----- Records for this task

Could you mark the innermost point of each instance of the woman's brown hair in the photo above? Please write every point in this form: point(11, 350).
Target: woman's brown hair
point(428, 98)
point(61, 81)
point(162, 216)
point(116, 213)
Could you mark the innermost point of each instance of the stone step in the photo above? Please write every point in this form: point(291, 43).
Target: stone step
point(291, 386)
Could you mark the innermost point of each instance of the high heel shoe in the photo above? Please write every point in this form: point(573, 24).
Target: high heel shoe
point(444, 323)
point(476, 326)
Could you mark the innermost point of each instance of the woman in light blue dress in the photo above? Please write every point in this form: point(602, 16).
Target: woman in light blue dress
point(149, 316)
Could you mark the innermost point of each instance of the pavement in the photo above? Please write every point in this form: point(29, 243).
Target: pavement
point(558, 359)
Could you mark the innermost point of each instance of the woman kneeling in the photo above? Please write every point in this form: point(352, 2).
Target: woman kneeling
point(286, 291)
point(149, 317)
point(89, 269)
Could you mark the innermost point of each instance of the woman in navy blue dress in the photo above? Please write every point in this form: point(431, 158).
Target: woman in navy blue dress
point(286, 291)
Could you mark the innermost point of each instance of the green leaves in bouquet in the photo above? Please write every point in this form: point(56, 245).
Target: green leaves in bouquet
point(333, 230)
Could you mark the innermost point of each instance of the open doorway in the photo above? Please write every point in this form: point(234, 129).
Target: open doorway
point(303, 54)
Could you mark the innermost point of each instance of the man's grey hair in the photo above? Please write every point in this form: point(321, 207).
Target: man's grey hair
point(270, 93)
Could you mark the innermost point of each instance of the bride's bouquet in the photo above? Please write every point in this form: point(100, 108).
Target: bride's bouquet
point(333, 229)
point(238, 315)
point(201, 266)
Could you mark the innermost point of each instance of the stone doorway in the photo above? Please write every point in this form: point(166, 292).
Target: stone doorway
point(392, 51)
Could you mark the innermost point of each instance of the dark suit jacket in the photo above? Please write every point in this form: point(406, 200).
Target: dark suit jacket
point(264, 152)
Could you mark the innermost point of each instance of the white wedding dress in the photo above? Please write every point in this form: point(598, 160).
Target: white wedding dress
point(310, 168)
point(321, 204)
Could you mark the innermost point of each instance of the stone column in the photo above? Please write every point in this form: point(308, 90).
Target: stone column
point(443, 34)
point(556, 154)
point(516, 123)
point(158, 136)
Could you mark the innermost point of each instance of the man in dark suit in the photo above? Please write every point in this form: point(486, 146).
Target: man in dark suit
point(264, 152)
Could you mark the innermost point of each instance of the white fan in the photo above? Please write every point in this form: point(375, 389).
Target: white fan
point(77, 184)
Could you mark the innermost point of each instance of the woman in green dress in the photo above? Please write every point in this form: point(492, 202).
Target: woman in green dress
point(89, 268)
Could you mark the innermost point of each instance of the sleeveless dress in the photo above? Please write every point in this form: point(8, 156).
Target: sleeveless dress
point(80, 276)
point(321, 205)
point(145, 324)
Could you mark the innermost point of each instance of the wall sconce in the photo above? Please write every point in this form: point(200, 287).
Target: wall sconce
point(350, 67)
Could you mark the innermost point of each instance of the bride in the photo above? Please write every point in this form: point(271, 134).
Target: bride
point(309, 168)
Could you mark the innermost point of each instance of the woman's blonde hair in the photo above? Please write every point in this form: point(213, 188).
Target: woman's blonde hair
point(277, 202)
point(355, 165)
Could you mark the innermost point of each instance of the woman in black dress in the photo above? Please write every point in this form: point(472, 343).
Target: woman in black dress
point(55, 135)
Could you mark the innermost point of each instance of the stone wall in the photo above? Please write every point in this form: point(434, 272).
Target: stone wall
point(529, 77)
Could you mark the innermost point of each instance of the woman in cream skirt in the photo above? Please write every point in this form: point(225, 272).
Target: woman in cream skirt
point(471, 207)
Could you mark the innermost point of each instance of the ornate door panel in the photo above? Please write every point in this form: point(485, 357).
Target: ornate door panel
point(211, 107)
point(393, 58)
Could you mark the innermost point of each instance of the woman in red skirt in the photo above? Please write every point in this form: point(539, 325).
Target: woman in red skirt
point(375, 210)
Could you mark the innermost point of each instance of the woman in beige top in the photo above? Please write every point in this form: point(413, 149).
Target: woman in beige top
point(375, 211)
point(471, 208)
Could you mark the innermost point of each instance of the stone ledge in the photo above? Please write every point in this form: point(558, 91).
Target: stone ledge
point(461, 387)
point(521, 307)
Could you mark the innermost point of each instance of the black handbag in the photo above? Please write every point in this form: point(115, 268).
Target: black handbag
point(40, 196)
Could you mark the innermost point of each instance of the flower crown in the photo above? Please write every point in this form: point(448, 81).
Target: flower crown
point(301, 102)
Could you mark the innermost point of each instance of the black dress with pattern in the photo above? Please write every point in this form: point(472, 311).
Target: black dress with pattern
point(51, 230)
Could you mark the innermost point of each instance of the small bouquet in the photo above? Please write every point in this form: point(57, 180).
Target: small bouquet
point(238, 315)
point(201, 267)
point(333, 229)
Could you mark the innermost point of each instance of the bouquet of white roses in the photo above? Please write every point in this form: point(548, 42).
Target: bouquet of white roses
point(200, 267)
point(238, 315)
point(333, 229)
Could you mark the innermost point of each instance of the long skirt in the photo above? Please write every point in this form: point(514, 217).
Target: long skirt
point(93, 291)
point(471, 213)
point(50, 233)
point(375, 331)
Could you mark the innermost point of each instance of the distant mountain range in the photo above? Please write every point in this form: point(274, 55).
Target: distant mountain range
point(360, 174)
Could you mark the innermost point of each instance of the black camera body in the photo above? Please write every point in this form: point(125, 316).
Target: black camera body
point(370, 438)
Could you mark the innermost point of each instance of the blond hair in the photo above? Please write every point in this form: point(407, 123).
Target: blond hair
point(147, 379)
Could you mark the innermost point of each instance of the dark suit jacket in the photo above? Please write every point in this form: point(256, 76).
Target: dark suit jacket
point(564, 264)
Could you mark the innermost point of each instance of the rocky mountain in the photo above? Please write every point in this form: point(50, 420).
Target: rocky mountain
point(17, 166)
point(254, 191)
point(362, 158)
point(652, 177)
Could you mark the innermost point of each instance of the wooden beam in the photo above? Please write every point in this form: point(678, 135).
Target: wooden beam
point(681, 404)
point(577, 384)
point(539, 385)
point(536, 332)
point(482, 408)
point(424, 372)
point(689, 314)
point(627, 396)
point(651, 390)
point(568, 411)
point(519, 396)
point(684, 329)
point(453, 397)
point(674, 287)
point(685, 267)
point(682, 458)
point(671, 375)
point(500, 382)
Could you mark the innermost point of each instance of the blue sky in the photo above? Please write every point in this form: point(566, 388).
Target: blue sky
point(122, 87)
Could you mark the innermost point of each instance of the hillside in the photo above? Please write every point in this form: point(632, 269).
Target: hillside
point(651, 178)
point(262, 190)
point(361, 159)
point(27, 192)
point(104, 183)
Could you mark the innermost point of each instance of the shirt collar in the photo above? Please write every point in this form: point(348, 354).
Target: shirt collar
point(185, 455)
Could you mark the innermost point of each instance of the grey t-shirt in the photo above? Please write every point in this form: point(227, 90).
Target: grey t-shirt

----------
----- Records for this task

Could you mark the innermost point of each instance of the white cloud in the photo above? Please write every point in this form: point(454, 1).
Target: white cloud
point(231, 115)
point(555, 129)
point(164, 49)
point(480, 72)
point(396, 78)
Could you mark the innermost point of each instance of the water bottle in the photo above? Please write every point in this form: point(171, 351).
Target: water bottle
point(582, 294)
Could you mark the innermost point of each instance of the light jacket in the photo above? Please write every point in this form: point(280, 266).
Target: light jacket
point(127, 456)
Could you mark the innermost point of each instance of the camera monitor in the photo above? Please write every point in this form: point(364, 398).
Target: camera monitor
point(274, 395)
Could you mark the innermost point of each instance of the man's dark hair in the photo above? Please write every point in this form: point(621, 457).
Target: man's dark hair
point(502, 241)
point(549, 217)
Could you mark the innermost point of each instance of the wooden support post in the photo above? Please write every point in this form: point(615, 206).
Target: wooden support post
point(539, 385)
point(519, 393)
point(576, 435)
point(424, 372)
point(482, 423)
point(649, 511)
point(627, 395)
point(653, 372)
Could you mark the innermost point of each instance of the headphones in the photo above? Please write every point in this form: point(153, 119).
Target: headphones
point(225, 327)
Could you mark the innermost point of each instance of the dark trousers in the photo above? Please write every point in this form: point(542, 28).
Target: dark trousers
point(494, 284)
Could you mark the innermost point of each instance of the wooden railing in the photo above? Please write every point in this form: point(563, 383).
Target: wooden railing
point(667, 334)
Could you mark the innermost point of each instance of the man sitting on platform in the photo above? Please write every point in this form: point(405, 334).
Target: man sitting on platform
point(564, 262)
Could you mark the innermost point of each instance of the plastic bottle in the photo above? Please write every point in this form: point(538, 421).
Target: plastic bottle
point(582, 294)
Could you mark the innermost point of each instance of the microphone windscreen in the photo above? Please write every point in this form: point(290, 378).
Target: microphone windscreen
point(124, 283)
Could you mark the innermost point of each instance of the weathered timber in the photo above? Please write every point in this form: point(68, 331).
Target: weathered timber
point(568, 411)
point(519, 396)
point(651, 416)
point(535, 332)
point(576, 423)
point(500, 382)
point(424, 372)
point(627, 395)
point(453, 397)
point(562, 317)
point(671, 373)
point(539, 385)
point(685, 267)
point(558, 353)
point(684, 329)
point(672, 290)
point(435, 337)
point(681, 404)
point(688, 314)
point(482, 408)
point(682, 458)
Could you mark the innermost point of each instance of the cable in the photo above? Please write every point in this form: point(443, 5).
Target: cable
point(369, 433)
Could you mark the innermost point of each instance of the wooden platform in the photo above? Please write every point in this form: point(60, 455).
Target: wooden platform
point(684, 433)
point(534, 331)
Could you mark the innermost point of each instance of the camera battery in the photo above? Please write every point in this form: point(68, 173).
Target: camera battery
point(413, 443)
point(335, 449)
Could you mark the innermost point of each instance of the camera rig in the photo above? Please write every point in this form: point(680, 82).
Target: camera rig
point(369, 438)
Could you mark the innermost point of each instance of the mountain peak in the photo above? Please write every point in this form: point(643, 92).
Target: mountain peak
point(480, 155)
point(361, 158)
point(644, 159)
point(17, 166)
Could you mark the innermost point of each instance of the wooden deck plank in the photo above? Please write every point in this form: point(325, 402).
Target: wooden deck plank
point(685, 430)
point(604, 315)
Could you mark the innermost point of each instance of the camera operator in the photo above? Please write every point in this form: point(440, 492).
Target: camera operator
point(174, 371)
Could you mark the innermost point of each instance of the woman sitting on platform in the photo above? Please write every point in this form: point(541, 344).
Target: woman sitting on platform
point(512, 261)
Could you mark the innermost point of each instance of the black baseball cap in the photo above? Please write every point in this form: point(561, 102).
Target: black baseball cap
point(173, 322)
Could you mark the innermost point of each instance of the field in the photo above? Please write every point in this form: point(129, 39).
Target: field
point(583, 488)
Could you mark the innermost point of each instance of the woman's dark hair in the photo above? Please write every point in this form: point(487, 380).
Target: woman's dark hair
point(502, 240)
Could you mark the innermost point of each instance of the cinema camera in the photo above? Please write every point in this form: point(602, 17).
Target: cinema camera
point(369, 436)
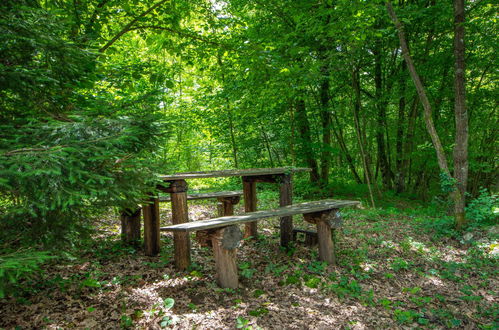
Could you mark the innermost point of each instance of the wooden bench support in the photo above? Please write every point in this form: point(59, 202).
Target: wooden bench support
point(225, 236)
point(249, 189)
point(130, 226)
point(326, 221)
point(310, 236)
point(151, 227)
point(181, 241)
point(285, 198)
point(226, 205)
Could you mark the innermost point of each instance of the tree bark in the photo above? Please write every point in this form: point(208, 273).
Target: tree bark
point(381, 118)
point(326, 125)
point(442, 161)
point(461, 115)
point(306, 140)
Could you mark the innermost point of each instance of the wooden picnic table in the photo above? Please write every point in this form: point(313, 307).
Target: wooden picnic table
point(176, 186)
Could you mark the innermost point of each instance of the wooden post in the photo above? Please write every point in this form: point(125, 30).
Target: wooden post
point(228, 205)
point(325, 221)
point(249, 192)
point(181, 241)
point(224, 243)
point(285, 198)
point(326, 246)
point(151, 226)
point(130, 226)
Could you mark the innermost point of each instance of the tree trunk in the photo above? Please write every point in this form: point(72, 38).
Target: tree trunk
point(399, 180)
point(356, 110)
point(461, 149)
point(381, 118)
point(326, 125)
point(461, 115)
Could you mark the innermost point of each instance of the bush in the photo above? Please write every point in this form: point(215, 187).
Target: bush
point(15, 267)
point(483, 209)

----------

Print the lines from the one containing "form: point(59, 202)." up to and including the one containing "point(483, 209)", reproducing them unchanged.

Could you mark the innermost point of each instance of the wooden bench support in the photo above? Please write every point in this form: point(59, 202).
Target: wooden bench support
point(225, 236)
point(249, 189)
point(130, 226)
point(326, 221)
point(310, 236)
point(151, 227)
point(181, 241)
point(285, 198)
point(226, 205)
Could you mark the innermost point of each instance of the tree bark in the photo above? Please write every point in this form: point(208, 273).
Target: tree bark
point(381, 118)
point(326, 125)
point(442, 161)
point(461, 115)
point(306, 140)
Could you mark the innermost point of each instance of the wooden picnic table in the photo above? Please write every point in this form: point(313, 307).
Target: wooden picnic table
point(176, 186)
Could you mark the innermost point of each instance of the wooden post in the photo above? Please write every point in this form: point(125, 30).
Target: wooden post
point(228, 205)
point(325, 221)
point(249, 192)
point(181, 241)
point(224, 243)
point(285, 198)
point(326, 246)
point(151, 226)
point(130, 226)
Could you mark the innermost point of each instance of the tree trunk in the photo above? Please write every point in this form: point(72, 38).
Target: tree trunk
point(399, 180)
point(356, 110)
point(461, 149)
point(381, 118)
point(326, 125)
point(461, 115)
Could you mark the innermost point of each instance of the bush in the photo above? Please write every point in this form: point(215, 187).
Target: bush
point(15, 267)
point(483, 209)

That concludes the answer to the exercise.